> [PASSAGE SHOWN]:
☆ ☆ ☆ ☆ ☆ ☆ ☆

Re: [PATCH 5/5] iommufd: Flush CPU caches on DMA pages in non-coherent domains

From: Jason Gunthorpe
Date: Tue May 21 2024 - 12:05:05 EST


On Mon, May 20, 2024 at 10:45:56AM +0800, Yan Zhao wrote:
> On Fri, May 17, 2024 at 02:04:18PM -0300, Jason Gunthorpe wrote:
> > On Thu, May 16, 2024 at 10:32:43AM +0800, Yan Zhao wrote:
> > > On Wed, May 15, 2024 at 05:43:04PM -0300, Jason Gunthorpe wrote:
> > > > On Wed, May 15, 2024 at 03:06:36PM +0800, Yan Zhao wrote:
> > > >
> > > > > > So it has to be calculated on closer to a page by page basis (really a
> > > > > > span by span basis) if flushing of that span is needed based on where
> > > > > > the pages came from. Only pages that came from a hwpt that is
> > > > > > non-coherent can skip the flushing.
> > > > > Is area by area basis also good?
> > > > > Isn't an area either not mapped to any domain or mapped into all domains?
> > > >
> > > > Yes, this is what the span iterator turns into in the background, it
> > > > goes area by area to cover things.
> > > >
> > > > > But, yes, considering the limited number of non-coherent domains, it appears
> > > > > more robust and clean to always flush for non-coherent domain in
> > > > > iopt_area_fill_domain().
> > > > > It eliminates the need to decide whether to retain the area flag during a split.
> > > >
> > > > And flush for pin user pages, so you basically always flush because
> > > > you can't tell where the pages came from.
> > > As a summary, do you think it's good to flush in below way?
> > >
> > > 1. in iopt_area_fill_domains(), flush before mapping a page into domains when
> > > iopt->noncoherent_domain_cnt > 0, no matter where the page is from.
> > > Record cache_flush_required in pages for unpin.

☆ ☆ ☆ ☆ ☆ ☆ ☆

> [PROVIDED MATERIAL]:
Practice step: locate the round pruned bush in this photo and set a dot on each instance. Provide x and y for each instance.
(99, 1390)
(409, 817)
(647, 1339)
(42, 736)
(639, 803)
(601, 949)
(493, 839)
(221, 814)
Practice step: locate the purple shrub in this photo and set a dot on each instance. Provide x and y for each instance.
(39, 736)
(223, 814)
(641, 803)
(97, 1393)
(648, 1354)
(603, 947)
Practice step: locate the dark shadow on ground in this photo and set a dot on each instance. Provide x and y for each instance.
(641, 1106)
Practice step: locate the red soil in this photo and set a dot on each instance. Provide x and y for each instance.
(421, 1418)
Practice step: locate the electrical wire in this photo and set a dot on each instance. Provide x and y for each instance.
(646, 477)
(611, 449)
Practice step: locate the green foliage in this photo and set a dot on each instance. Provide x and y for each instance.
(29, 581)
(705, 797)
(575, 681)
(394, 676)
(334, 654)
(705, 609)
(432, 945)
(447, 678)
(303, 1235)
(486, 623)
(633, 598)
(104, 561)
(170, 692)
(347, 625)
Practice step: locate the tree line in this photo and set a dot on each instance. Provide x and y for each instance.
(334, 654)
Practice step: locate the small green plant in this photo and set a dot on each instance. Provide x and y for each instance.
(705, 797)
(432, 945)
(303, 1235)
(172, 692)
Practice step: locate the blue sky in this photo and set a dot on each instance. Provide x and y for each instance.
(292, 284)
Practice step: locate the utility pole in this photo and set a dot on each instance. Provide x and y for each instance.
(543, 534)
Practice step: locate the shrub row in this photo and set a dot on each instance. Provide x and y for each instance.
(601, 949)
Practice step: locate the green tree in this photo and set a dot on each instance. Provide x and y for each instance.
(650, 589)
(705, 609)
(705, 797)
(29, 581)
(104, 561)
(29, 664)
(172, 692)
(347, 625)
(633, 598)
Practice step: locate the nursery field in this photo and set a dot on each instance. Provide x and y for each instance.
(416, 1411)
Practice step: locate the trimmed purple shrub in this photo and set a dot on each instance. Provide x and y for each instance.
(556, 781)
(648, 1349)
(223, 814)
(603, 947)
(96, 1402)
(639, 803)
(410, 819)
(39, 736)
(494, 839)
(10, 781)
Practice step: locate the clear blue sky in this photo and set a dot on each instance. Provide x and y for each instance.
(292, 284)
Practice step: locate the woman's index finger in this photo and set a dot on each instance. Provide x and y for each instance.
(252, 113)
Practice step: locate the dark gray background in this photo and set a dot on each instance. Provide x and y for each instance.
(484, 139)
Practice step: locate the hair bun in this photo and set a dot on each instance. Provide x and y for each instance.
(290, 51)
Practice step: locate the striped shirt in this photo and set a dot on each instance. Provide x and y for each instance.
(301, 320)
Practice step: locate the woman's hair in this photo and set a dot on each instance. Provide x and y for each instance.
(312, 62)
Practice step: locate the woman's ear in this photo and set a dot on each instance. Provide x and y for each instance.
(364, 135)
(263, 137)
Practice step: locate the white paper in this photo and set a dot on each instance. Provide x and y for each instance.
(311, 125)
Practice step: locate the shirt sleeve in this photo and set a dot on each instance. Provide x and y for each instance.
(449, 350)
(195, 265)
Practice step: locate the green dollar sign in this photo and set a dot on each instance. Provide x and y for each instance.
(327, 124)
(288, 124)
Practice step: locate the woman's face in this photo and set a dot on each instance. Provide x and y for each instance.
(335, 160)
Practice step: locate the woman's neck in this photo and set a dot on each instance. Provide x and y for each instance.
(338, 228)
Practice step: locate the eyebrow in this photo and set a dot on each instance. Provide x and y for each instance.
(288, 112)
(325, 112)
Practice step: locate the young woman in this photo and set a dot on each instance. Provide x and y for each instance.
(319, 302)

☆ ☆ ☆ ☆ ☆ ☆ ☆

> [WORK REQUIRED]:
Continue the mailing-list discussion of flushing CPU caches in iommufd, beginning right after its final line.

> [WRITTEN ANSWER]:
> > > 2. in iopt_area_fill_domain(), pass in hwpt to check domain non-coherency.
> > > flush before mapping a page into a non-coherent domain, no matter where the
> > > page is from.
> > > Record cache_flush_required in pages for unpin.
> > > 3. in batch_unpin(), flush if pages->cache_flush_required before
> > > unpin_user_pages.
> >
> > It does not quite sound right, there should be no tracking in the
> > pages of this stuff.
> What's the downside of having tracking in the pages?

Well, a counter doesn't make sense. You could have a single sticky bit
that indicates that all PFNs are coherency dirty and overflush them on
every map and unmap operation.

This is certainly the simplest option, but gives the maximal flushes.

If you want to minimize flushes then you can't store flush
minimization information in the pages because it isn't global to the
pages and will not be accurate enough.

> > If pfn_reader_fill_span() does batch_from_domain() and
> > the source domain's storage_domain is non-coherent then you can skip
> > the flush. This is not pedantically perfect in skipping all flushes, but
> > in practice it is probably good enough.

> We don't know whether the source storage_domain is non-coherent since
> area->storage_domain is of "struct iommu_domain".

> Do you want to add a flag in "area", e.g. area->storage_domain_is_noncoherent,
> and set this flag along side setting storage_domain?

Sure, that could work.

> > __iopt_area_unfill_domain() (and children) must flush after
> > iopt_area_unmap_domain_range() if the area's domain is
> > non-coherent. This is also not perfect, but probably good enough.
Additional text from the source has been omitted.